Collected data
%%
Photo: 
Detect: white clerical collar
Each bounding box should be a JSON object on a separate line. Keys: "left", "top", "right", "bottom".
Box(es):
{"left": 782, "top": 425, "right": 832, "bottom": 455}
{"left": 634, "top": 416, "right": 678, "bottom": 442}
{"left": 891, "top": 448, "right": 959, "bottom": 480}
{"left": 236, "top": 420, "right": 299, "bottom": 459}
%%
• _WHAT IS EXPECTED_: Every line above is to be transcribed exactly, with nothing missed.

• _WORKED SOLUTION_:
Photo: 
Detect: white clerical collar
Each bounding box should be a JSON object on a separate line. Keys: "left", "top", "right", "bottom".
Box(es):
{"left": 782, "top": 425, "right": 832, "bottom": 455}
{"left": 634, "top": 416, "right": 678, "bottom": 442}
{"left": 891, "top": 448, "right": 959, "bottom": 480}
{"left": 236, "top": 420, "right": 299, "bottom": 459}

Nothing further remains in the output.